By Kristiana Carden
She was seven months pregnant and just 19 years old. The men performed a crude cesarean section and killed her, then took the baby. Her body was burned to conceal her identity.
The most horrendous part, though, is that the authorities in Guatelama didn’t seem to care.
The faceless young woman was a victim of femicide – the killing of women, just because they are women, by men. The practice often includes cutting out women’s wombs, removing their breasts and raping them before death, Norma Cruz, an internationally known human rights activist, said last week at VCU.
“The man who puts one finger on a woman is going to prison; we are going to bring him to justice,” she said at a lecture titled “Stop Femicide Now!”
Cruz is the cofounder and director of the Survivor’s Foundation in Guatemala. She investigates cases of femicide and works with women who have been attacked or abused. In 2009, Cruz was Guatemala’s Person of the Year and received an International Women of Courage Award from U.S. Secretary of State Hillary Clinton.
Femicide is most prevalent in Latin America, Cruz said. Sometimes husbands are the aggressors, but often, the murders result from random kidnappings.
Cruz said judges usually dismiss the deaths of women in party outfits as sex-work-related. One law student’s rape case was not thoroughly prosecuted because she had a navel piercing. Authorities often assume that women with tattoos have been in gangs.
“If you don’t come home, you might be called – and this is the nice word – a prostitute, because you were wearing nail polish,”said Karen Smith Rotabi, an assistant professor in the VCU School of Social Work.

▬▬▬▬▬▬

*The exercise*:
Repeat the passage of the femicide article between "Cruz said judges" and "of Social Work.", inclusive.

[Rows from a pointing dataset]
▬▬▬▬▬▬

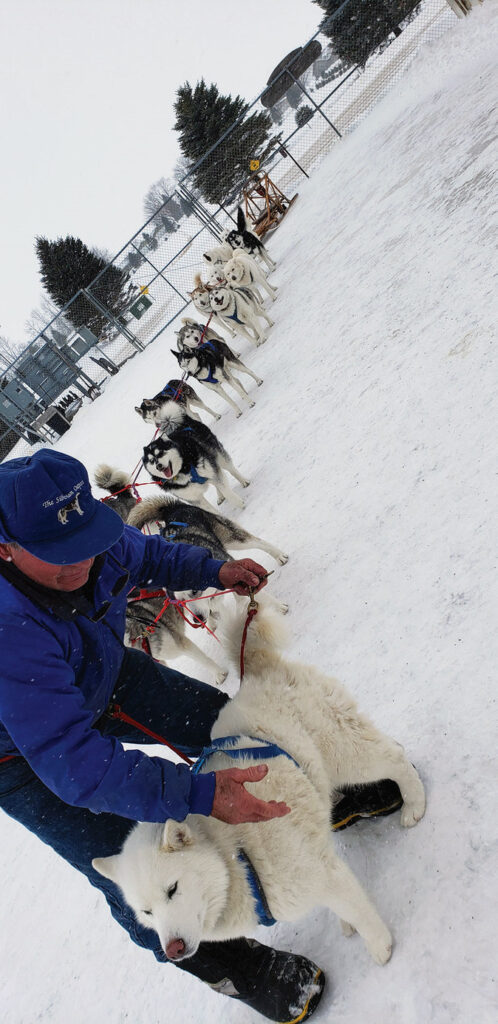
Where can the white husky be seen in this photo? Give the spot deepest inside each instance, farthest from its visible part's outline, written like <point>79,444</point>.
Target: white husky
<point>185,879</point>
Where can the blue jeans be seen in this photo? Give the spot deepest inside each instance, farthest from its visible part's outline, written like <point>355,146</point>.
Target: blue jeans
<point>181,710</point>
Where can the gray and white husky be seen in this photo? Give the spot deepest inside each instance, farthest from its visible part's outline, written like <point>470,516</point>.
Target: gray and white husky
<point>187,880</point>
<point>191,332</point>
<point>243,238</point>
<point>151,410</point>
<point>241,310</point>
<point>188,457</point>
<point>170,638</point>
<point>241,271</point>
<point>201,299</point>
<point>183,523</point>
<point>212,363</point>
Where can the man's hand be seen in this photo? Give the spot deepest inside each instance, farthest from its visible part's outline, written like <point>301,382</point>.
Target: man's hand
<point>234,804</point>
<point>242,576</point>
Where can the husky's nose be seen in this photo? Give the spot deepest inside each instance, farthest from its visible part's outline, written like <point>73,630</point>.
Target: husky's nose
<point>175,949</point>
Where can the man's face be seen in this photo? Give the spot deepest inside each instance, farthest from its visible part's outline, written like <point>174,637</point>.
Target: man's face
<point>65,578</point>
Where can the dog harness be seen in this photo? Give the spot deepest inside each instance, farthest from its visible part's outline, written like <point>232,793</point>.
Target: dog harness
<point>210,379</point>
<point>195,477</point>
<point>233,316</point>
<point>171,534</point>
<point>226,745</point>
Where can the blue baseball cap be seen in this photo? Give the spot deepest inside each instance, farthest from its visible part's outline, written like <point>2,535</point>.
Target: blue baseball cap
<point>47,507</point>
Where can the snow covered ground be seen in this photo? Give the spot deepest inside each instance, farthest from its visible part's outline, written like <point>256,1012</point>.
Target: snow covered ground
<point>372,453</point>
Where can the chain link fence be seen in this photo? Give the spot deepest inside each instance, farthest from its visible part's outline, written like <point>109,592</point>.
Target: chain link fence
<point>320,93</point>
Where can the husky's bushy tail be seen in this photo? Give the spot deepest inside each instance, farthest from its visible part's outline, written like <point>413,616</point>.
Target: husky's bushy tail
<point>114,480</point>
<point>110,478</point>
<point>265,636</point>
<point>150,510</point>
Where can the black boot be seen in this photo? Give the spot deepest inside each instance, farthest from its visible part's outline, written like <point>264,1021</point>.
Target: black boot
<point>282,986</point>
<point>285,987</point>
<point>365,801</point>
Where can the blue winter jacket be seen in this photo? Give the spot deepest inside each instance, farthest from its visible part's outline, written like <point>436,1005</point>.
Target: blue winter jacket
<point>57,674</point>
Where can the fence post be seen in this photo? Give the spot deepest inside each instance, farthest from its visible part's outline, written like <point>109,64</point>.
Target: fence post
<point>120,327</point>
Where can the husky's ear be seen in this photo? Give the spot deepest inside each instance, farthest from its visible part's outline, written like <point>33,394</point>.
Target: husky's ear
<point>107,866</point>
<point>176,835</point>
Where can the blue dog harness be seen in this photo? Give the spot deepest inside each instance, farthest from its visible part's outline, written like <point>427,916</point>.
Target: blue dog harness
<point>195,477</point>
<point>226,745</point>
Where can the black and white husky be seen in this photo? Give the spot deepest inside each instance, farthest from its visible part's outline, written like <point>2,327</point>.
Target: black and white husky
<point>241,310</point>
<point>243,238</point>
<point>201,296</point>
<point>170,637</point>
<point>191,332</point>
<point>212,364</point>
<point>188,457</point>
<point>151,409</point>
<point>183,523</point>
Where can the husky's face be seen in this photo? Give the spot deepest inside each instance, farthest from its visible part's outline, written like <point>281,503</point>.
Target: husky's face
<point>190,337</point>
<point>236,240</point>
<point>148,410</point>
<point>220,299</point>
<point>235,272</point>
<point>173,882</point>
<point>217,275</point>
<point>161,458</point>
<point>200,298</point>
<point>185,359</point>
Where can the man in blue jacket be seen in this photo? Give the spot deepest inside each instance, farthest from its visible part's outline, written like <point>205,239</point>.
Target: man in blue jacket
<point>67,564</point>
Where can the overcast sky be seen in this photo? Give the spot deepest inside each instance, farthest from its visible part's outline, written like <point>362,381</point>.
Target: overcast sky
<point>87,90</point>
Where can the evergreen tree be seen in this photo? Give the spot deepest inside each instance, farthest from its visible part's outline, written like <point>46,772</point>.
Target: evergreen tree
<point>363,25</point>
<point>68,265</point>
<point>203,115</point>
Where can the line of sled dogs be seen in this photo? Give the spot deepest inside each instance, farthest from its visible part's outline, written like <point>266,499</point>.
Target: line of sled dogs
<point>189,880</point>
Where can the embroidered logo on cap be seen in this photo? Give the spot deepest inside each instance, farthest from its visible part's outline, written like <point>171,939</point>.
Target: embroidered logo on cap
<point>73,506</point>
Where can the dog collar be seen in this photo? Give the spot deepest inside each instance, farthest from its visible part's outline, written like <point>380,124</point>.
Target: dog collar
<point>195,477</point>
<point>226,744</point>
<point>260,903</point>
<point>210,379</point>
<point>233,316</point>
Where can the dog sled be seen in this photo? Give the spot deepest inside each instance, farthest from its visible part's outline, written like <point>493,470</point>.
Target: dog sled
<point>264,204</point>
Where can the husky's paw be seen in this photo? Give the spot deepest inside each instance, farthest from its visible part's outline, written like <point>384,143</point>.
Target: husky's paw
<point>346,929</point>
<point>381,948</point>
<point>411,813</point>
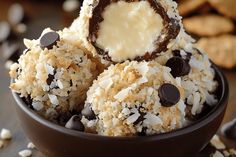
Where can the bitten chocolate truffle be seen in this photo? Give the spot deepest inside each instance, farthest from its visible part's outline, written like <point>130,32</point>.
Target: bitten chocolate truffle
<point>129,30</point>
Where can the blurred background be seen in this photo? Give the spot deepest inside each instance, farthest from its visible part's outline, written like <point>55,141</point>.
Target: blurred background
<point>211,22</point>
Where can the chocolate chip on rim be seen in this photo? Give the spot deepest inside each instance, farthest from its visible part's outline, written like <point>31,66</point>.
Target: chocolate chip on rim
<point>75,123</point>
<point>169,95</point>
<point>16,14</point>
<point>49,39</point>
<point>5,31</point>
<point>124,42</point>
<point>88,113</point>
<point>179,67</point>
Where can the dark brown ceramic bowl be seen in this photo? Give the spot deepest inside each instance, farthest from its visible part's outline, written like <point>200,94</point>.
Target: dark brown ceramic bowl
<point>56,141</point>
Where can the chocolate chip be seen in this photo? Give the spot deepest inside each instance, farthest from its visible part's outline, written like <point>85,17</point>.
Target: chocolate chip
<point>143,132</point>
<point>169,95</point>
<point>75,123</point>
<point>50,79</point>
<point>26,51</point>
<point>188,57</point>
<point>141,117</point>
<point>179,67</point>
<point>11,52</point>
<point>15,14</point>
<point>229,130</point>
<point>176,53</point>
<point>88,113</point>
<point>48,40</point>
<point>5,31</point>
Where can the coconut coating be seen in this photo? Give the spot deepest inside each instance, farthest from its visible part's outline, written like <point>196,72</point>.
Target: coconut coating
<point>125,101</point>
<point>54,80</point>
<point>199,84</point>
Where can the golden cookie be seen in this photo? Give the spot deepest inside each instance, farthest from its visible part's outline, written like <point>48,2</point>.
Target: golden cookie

▬▬▬▬▬▬

*Written solution*:
Cruz said judges usually dismiss the deaths of women in party outfits as sex-work-related. One law student’s rape case was not thoroughly prosecuted because she had a navel piercing. Authorities often assume that women with tattoos have been in gangs.
“If you don’t come home, you might be called – and this is the nice word – a prostitute, because you were wearing nail polish,”said Karen Smith Rotabi, an assistant professor in the VCU School of Social Work.